§ WHAT YOU ARE ASKED TO DO: Copy the text of the records below word for word, leaving out the pictures.

* Begin MATERIALS PROVIDED *

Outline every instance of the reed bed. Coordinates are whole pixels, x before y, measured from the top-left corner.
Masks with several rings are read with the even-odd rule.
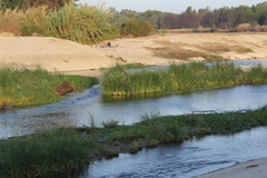
[[[98,83],[96,78],[49,73],[36,69],[2,67],[0,68],[0,108],[2,106],[31,106],[59,101],[62,99],[53,87],[65,81],[81,90]]]
[[[88,166],[96,148],[73,129],[1,140],[0,177],[72,177]]]
[[[147,115],[132,126],[65,128],[0,140],[0,177],[75,177],[99,158],[192,137],[267,126],[267,108],[227,113]]]
[[[101,89],[106,96],[138,96],[174,92],[190,92],[238,85],[267,82],[267,72],[261,66],[245,72],[234,63],[204,62],[170,65],[168,70],[127,72],[116,66],[103,73]]]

* End MATERIALS PROVIDED *

§ ANSWER IN FULL:
Outline every instance of the reed bed. Coordinates are whole pixels, x before y, measured from the top-left corner.
Masks with several rings are read with the even-odd rule.
[[[98,83],[96,78],[49,73],[36,69],[2,67],[0,68],[0,108],[2,106],[31,106],[59,101],[62,99],[53,87],[65,81],[81,90]]]
[[[88,166],[96,148],[73,129],[1,140],[0,177],[72,177]]]
[[[147,115],[132,126],[65,128],[0,140],[0,177],[75,177],[99,158],[192,137],[267,126],[267,108],[227,113]]]
[[[101,89],[106,96],[138,96],[174,92],[190,92],[238,85],[267,82],[267,72],[261,66],[245,72],[234,63],[204,62],[170,65],[168,70],[127,72],[116,66],[103,73]]]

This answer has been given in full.